Items from a labeling collection:
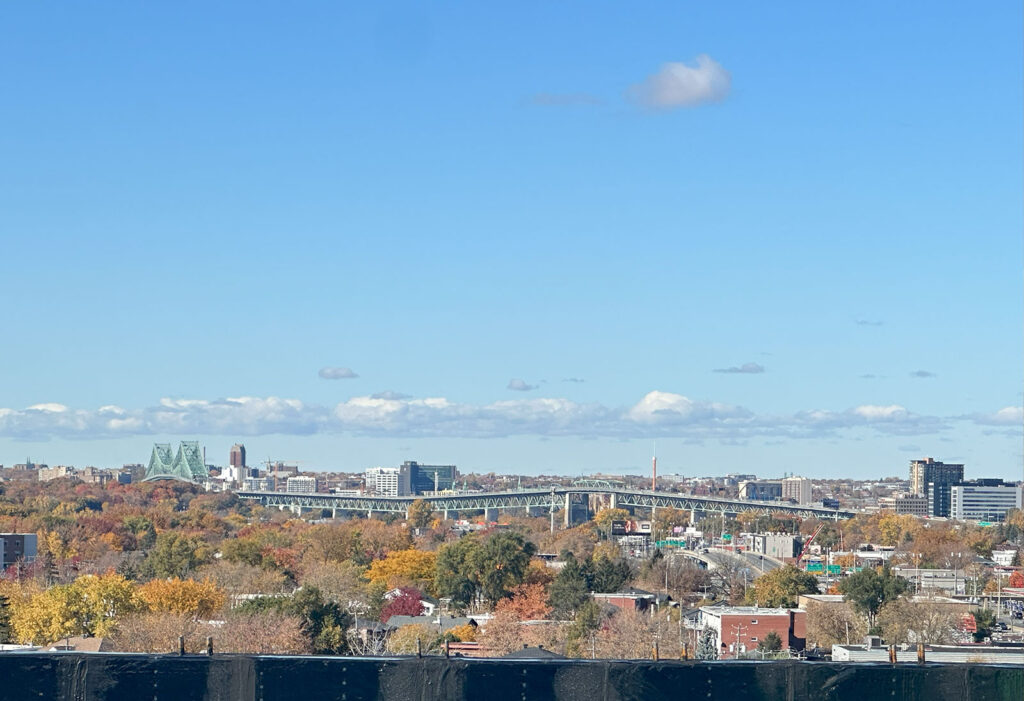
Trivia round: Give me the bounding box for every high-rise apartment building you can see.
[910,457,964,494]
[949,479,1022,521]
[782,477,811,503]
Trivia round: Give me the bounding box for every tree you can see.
==
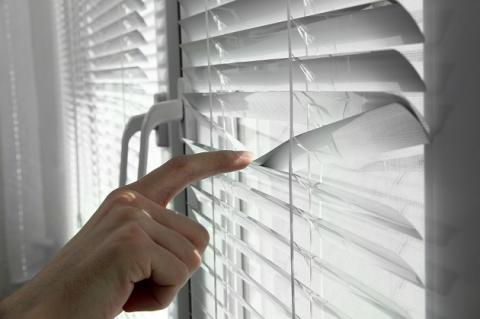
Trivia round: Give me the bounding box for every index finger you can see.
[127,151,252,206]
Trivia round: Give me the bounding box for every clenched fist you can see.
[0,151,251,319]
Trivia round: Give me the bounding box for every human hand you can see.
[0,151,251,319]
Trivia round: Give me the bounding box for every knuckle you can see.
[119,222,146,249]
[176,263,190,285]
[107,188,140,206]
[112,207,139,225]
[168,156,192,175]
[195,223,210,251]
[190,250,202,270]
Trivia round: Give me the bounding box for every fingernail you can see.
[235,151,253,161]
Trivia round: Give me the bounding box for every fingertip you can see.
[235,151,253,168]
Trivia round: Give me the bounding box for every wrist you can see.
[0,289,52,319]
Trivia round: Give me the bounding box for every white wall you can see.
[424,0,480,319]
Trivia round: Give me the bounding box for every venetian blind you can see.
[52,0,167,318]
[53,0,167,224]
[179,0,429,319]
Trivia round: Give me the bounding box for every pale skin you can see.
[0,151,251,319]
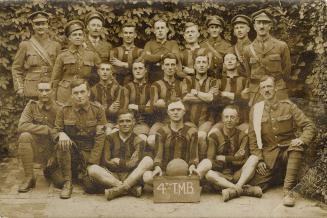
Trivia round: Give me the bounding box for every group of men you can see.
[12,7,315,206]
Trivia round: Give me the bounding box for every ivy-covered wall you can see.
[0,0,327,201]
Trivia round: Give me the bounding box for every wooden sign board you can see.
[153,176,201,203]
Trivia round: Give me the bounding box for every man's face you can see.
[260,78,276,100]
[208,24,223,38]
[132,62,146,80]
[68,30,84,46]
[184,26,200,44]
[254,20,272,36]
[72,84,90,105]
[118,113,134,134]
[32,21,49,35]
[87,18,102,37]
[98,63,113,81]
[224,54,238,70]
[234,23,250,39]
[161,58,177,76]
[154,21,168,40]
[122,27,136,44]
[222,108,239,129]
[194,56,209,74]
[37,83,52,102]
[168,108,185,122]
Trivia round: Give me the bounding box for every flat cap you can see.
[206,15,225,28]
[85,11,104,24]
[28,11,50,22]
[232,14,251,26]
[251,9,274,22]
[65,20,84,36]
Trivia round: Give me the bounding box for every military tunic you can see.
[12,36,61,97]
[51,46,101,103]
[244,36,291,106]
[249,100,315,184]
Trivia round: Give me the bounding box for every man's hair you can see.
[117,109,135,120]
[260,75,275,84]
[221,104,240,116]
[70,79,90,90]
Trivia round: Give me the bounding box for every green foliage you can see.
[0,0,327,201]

Work to be completed:
Start at the line that contains "Trivia round: Give me the bounding box for every ivy-covered" and stop after the line that contains "[153,176,201,203]". Write out every line in that stretch of the data again, the text lines too, raising each bounding box coordinate by 150.

Task result:
Trivia round: Give me the bounding box for every ivy-covered wall you can see.
[150,150,477,351]
Trivia round: Give me the bounding box for every wooden sign board you can see.
[303,326,351,353]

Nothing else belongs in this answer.